### To be done
According to the text on preprocessing POS tags for test tweets, what name does PTB use for the ")" tag?

### Text section
When reading the POS tags for the test tweets you should do some additional preprocessing. There are three tags in this dataset which correspond to PTB tags but are represented with different names:
- "(". In PTB, this is represented as "-LRB-"
- ")". In PTB, this is represented as "-RRB-"
- "NONE". In PTB, this is represented as "-NONE-"

As you build the corpus for the test tweets, you should check if the tag for a word is one of the above. If yes, you should use the PTB equivalent instead. In practice, it is sufficient to ensure you use the correct index for the corresponding tag, using your tagset dictionary. This concept is sometimes referred as *tag harmonisation*, where two different tagsets are mapped to each other.

### Raw data
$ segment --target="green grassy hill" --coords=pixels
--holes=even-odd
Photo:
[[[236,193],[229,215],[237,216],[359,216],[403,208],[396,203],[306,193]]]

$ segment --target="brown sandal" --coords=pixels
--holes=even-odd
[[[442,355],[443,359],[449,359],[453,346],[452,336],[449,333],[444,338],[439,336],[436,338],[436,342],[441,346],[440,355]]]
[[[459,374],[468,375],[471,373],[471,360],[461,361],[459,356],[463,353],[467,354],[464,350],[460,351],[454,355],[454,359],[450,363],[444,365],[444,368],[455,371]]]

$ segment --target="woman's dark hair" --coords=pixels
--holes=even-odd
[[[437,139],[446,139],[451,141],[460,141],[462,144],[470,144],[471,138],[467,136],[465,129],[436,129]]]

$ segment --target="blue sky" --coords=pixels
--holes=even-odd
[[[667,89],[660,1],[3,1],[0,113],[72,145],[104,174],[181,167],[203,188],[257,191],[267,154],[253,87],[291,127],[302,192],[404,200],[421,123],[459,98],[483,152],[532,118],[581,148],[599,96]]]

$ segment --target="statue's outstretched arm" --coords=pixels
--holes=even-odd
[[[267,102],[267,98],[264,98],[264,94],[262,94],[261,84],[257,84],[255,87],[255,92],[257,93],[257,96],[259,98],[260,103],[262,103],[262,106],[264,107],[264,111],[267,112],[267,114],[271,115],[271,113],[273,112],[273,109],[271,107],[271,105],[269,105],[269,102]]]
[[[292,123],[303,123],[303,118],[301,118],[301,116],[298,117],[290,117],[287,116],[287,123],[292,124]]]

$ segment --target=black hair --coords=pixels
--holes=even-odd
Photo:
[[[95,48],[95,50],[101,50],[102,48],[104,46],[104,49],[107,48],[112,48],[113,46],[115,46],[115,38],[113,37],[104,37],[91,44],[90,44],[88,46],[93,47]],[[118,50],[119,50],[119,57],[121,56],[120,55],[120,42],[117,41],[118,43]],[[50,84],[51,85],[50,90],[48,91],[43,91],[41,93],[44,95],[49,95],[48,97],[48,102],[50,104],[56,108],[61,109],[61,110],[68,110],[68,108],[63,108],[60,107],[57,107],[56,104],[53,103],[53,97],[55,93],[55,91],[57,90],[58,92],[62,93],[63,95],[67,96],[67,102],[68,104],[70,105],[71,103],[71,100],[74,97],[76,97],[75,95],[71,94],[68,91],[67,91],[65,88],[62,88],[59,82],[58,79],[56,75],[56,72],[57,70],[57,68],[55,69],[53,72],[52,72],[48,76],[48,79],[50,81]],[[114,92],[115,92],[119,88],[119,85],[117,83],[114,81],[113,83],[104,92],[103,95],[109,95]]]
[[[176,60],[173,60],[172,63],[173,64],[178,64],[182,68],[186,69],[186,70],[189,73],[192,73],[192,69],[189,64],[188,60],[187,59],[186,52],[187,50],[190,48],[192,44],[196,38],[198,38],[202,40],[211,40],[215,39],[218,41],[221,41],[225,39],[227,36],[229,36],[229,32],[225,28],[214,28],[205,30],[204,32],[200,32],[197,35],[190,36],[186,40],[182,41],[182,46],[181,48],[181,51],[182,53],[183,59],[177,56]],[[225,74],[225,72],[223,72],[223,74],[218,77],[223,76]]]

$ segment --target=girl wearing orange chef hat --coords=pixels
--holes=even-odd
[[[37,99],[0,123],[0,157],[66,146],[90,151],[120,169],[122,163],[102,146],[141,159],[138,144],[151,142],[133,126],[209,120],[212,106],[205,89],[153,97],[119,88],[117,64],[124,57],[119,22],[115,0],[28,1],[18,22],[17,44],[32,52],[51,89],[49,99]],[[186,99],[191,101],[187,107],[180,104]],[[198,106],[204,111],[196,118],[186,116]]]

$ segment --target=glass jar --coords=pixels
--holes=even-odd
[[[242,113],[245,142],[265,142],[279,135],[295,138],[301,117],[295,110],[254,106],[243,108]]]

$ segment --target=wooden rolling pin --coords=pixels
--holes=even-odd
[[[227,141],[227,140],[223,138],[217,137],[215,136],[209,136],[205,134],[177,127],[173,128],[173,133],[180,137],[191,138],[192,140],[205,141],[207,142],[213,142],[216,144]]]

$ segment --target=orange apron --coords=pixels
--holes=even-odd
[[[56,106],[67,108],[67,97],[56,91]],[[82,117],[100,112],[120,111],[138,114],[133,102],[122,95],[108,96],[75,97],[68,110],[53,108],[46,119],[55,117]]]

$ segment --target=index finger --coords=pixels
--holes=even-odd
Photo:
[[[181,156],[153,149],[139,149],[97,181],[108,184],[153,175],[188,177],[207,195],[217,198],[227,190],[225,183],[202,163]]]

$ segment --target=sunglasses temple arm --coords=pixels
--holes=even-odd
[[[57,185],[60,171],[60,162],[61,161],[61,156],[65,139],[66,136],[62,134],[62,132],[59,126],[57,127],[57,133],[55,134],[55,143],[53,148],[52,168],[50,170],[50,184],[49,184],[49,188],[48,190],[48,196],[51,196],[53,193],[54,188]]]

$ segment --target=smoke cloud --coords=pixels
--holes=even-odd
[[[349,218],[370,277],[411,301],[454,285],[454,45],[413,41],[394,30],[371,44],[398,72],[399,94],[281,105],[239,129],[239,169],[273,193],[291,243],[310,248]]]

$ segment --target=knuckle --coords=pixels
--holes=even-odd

### Expected answer
PTB represents it as "-RRB-".